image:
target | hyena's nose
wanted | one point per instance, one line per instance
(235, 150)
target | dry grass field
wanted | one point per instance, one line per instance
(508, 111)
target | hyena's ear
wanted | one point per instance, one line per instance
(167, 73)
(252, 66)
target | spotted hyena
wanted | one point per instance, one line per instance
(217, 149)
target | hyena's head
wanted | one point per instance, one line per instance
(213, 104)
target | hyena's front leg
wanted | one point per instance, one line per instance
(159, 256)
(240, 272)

§

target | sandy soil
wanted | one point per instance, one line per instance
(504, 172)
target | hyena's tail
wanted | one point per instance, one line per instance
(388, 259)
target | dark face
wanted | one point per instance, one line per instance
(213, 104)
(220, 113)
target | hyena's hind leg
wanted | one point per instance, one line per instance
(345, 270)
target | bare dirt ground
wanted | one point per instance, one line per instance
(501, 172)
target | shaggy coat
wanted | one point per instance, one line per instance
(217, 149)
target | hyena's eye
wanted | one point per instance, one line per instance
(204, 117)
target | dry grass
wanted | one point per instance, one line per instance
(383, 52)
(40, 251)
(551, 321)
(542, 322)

§

- _What you need to do_: Extract each line of the rows above that contains the string "grass". Treat uppercase and lowercase letters as distinct.

- _Solution to this task_:
target | dry grass field
target | dry grass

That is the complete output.